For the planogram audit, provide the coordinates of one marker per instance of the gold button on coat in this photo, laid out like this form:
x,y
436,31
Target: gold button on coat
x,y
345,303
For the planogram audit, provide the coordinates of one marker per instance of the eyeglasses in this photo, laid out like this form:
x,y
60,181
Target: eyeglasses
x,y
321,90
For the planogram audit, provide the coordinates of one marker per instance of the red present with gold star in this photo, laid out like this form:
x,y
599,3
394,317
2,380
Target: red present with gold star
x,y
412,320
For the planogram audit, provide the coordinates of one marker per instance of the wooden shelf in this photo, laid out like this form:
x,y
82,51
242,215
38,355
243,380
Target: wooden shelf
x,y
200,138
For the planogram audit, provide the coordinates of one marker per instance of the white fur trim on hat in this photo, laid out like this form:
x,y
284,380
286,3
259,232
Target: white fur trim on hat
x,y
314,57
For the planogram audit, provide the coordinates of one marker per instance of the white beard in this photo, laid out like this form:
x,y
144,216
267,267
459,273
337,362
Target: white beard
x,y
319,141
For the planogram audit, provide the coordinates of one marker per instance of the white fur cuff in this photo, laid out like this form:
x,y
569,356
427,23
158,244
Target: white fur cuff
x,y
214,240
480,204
_ _ _
**Try it:**
Output nothing but the lines from the one containing "Target: white fur trim on hat" through the last line of the data, exactly as they stand.

**Result of the exercise:**
Target: white fur trim on hat
x,y
314,57
For the planogram audit, provide the coordinates of one marker per instance of the white beard in this photo, laid out like this form:
x,y
144,216
267,267
459,273
337,362
Target: white beard
x,y
319,141
For the planogram audit, provide the coordinates of one marker per instance of the white fur cuff in this photo, laid out like this form:
x,y
569,356
427,23
158,244
Target: white fur cuff
x,y
214,240
480,204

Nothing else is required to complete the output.